* [TASK TO CARRY OUT] Update the entries starting at the line that has "identify the dirt" and ending after the line that has "52, 49, 138]]", changing "dirt street" to "unpaved road" and keeping everything else the same. Give back only those lines.

* [RECORDS FOR THIS EXERCISE]
════════════════

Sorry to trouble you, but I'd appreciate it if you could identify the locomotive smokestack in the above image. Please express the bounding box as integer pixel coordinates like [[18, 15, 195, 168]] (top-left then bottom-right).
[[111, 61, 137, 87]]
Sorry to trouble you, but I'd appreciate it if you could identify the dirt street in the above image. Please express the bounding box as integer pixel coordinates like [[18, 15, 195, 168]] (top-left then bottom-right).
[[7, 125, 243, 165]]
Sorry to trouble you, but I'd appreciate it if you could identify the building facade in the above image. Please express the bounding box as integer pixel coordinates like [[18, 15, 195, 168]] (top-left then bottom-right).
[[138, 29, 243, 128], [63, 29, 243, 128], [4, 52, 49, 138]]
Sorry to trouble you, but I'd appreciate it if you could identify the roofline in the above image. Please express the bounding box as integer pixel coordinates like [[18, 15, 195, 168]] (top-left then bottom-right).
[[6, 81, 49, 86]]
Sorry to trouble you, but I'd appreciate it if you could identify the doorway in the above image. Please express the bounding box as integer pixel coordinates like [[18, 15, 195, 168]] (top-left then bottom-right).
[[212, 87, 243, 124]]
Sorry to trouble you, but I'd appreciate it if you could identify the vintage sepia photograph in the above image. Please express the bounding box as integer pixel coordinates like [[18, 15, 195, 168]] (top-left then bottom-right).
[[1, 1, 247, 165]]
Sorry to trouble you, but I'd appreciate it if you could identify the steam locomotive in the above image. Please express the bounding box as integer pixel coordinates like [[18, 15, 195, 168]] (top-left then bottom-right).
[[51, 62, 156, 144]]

════════════════

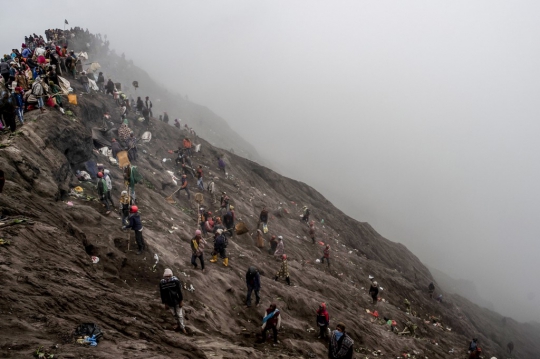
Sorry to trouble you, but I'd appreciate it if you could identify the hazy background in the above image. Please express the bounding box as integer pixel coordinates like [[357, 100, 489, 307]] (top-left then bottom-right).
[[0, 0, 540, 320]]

════════════════

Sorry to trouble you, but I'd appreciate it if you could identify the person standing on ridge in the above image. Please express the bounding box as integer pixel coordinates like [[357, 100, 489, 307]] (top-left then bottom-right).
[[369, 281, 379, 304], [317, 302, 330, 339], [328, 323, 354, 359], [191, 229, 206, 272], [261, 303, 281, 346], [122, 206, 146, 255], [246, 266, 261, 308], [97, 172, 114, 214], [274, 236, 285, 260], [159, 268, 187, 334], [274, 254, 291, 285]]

════════════════

* [SOLUTION FOR THIS EXERCISE]
Sorry to trouble you, but I'd appreciate it if you could identify the unpaved road in the above image. Please express the bounding box as integer pixel coordinates like [[18, 15, 195, 168]] (top-left then bottom-right).
[[7, 125, 243, 165]]
Sorry to trouble you, but I'd appreciate it if you could identify the building facade in the above image. Please express the bounding box as integer pixel coordinates like [[18, 15, 195, 168]] (top-left then bottom-right).
[[138, 29, 243, 128], [63, 29, 243, 128], [4, 52, 49, 138]]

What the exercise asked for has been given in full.